### [YOUR INSTRUCTIONS]
Your answer should be an exact copy of the lines from the start of the entries to the line containing "- Search for: artillery gun", both included.

Recorded data:
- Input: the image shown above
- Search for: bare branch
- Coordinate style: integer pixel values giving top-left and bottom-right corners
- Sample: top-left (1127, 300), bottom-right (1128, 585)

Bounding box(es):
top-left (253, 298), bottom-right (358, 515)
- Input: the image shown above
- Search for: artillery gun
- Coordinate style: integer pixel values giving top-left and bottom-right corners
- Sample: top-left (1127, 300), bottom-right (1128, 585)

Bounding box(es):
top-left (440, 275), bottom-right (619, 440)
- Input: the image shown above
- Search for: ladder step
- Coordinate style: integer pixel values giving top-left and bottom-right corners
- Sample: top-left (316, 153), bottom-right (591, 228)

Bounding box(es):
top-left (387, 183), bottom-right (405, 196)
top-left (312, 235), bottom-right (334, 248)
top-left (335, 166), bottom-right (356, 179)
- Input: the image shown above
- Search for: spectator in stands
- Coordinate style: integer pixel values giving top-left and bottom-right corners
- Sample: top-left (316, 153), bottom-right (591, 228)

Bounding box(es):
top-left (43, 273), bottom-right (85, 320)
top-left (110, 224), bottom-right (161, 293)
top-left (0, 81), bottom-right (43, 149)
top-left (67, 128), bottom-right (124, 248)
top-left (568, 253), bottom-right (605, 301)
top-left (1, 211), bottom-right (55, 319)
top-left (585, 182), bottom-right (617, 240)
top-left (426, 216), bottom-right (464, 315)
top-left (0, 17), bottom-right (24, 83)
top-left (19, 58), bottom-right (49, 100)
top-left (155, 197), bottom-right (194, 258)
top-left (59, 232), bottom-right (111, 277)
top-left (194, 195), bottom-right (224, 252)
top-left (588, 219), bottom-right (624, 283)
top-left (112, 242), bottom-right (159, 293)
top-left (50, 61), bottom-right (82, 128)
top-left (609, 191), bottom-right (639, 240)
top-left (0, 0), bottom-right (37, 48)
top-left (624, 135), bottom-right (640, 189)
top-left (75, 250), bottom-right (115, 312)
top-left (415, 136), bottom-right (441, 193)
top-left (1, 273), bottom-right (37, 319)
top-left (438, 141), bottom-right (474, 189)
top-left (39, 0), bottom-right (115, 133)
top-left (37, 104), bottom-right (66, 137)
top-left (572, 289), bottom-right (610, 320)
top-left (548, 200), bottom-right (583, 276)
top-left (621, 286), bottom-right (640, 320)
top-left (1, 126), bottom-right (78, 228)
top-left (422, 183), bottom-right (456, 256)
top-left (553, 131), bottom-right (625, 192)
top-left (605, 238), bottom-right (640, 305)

### [RESPONSE]
- Input: the image shown above
- Search for: bare branch
- Coordinate style: integer pixel values giving top-left and bottom-right corners
- Sample: top-left (1127, 300), bottom-right (1128, 585)

Bounding box(es):
top-left (253, 298), bottom-right (358, 515)
- Input: the image shown above
- Search for: artillery gun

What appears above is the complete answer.